Problem to work on> Read the data and repeat it in full, exactly.

--- Start Material ---

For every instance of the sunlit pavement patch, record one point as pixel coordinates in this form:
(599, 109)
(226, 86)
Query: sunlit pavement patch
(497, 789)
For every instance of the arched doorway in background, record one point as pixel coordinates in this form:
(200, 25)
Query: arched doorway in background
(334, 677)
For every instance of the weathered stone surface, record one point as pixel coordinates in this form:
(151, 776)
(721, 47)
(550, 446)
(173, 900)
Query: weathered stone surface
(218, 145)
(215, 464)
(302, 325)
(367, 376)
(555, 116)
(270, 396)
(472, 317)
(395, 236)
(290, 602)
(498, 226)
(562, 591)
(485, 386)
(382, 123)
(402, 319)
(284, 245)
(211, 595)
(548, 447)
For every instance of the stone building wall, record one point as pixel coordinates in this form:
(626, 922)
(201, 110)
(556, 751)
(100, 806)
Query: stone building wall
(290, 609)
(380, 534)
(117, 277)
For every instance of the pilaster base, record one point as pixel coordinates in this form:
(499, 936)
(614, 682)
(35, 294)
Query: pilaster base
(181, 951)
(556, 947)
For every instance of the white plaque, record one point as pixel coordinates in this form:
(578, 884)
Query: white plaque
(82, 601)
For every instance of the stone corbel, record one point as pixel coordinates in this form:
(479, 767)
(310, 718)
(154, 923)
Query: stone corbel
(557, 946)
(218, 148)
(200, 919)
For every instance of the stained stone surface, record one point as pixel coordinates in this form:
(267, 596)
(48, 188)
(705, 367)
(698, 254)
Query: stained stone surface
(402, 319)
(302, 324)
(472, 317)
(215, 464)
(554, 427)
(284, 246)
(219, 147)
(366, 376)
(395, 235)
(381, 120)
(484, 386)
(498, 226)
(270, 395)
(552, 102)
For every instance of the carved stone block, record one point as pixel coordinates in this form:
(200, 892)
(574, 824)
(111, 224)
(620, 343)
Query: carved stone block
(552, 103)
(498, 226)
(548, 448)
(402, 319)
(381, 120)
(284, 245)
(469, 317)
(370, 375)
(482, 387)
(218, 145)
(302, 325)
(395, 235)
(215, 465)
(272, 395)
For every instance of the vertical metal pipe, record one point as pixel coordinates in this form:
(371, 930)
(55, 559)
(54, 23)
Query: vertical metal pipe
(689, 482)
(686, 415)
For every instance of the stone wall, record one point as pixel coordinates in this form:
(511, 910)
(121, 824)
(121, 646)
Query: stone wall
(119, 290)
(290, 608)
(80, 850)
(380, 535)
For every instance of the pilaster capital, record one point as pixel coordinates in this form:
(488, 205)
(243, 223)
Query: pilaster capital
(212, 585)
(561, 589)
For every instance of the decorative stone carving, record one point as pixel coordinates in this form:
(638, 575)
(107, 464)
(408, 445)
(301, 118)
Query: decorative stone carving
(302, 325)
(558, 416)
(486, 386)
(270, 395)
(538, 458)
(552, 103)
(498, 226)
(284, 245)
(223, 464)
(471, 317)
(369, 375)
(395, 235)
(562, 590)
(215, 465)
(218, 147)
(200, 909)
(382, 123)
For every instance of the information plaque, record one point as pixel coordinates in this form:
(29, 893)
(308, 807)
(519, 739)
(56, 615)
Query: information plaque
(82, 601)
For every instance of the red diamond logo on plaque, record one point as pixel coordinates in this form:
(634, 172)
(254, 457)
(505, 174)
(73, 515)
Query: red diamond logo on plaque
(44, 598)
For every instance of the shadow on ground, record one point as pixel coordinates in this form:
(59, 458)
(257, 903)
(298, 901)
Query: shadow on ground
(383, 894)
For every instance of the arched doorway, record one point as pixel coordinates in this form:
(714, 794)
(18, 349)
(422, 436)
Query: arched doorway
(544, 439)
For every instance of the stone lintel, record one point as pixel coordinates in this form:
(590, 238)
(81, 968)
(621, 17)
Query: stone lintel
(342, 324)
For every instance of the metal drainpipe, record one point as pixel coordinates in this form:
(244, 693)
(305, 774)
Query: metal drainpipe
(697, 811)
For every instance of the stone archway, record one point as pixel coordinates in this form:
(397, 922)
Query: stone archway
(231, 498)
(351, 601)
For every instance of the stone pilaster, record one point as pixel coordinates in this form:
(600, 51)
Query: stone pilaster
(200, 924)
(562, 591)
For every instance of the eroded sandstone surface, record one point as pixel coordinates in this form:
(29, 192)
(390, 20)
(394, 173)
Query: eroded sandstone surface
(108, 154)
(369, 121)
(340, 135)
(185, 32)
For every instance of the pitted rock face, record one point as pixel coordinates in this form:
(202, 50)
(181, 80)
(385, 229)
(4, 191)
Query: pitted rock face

--- End Material ---

Full output>
For every instance of the sunlit pavement patch, record one point as pixel coordinates in this form:
(599, 109)
(226, 86)
Query: sunlit pavement patch
(497, 789)
For every instance of the arched doorway in background, record one point as pixel coordinates in this form:
(200, 25)
Query: arched doorway in background
(334, 677)
For every instance of the weathered stone surface, record one point as pixel coordinates in this form:
(151, 776)
(721, 47)
(550, 446)
(173, 900)
Query: weathered stone surface
(218, 145)
(215, 464)
(302, 325)
(367, 376)
(555, 116)
(270, 396)
(472, 317)
(395, 236)
(290, 602)
(498, 226)
(562, 591)
(485, 386)
(382, 123)
(402, 319)
(284, 245)
(211, 595)
(548, 447)
For every instance of the stone building wall, record one point as pixel coordinates in this form:
(626, 922)
(201, 110)
(556, 751)
(100, 806)
Query: stone building wall
(290, 609)
(380, 534)
(117, 277)
For every instance of the pilaster base, record one point as pixel coordinates in this form:
(499, 936)
(614, 682)
(35, 294)
Query: pilaster base
(181, 951)
(556, 947)
For every instance of the white plaque, record one point as pixel coordinates in this form:
(578, 884)
Query: white plaque
(82, 601)
For every instance of the stone corbel, record one point as pixel coordinates in this form:
(479, 767)
(310, 718)
(154, 923)
Query: stone corbel
(557, 946)
(218, 148)
(200, 919)
For every instance of the stained stone surface, record one point as pixel coordinates in this form:
(267, 596)
(48, 188)
(705, 367)
(698, 254)
Query: stained stone surface
(402, 319)
(302, 324)
(472, 317)
(215, 464)
(554, 427)
(284, 246)
(219, 147)
(366, 376)
(395, 235)
(381, 120)
(484, 386)
(498, 226)
(270, 395)
(552, 102)
For every instance of the carved stone block, record one point as pixel coordinates in this form:
(200, 892)
(574, 824)
(111, 224)
(620, 343)
Query: carved stone block
(552, 103)
(498, 226)
(548, 448)
(402, 319)
(381, 120)
(284, 245)
(469, 317)
(370, 375)
(482, 387)
(218, 145)
(302, 325)
(395, 235)
(215, 465)
(272, 395)
For every instance of the vertical metal pipe, record one point as pixel coordinates in this form:
(371, 930)
(55, 559)
(54, 23)
Query: vertical metal pipe
(689, 482)
(686, 415)
For every instance of the stone wall, record one point as pixel coordinates in this form:
(511, 910)
(121, 824)
(121, 646)
Query: stone wall
(119, 290)
(290, 608)
(80, 850)
(380, 535)
For every instance of the pilaster capital, record one point as pixel coordinates in this form:
(488, 205)
(243, 223)
Query: pilaster capital
(212, 585)
(561, 589)
For every instance of the decorative stone carving, record one point as pixel coordinates in this form:
(638, 575)
(107, 464)
(408, 445)
(301, 118)
Query: decorative stone carving
(302, 325)
(558, 416)
(486, 386)
(270, 395)
(538, 458)
(552, 103)
(498, 226)
(284, 245)
(223, 464)
(471, 317)
(369, 375)
(395, 235)
(562, 590)
(215, 465)
(218, 147)
(200, 909)
(382, 123)
For every instance of the information plaque, record one point as pixel coordinates in this form:
(29, 893)
(308, 807)
(519, 739)
(56, 615)
Query: information plaque
(82, 601)
For every instance of the red diamond logo on plaque, record one point as pixel coordinates in this form:
(634, 172)
(254, 457)
(505, 174)
(73, 515)
Query: red diamond logo on plaque
(44, 598)
For every instance of the shadow on ground, record one point as pixel coordinates in this form:
(59, 458)
(257, 903)
(298, 901)
Query: shadow on ground
(383, 894)
For every instance of the arched doorway, record one point as pixel coordinates in this form:
(714, 794)
(18, 349)
(422, 436)
Query: arched doorway
(544, 439)
For every instance of the stone lintel, record one point as pixel coordinates in this form:
(590, 238)
(81, 968)
(621, 17)
Query: stone lintel
(342, 324)
For every instance of the metal drainpipe, record one point as pixel coordinates in this form:
(244, 693)
(305, 774)
Query: metal drainpipe
(697, 811)
For every instance of the stone archway, record one point as pixel coordinates in this form:
(397, 922)
Query: stone archway
(231, 498)
(351, 601)
For every instance of the stone pilaster, record one point as pixel coordinates in this form:
(600, 51)
Query: stone pilaster
(200, 924)
(562, 591)
For every instance of the eroded sandstone surface, record one point as pixel coordinates in this form:
(29, 192)
(390, 20)
(394, 173)
Query: eroded sandstone surface
(108, 154)
(369, 121)
(340, 135)
(185, 32)
For every instance of the pitted rock face, record one point as pixel coordinates in this form:
(202, 50)
(181, 80)
(385, 229)
(4, 191)
Query: pitted rock face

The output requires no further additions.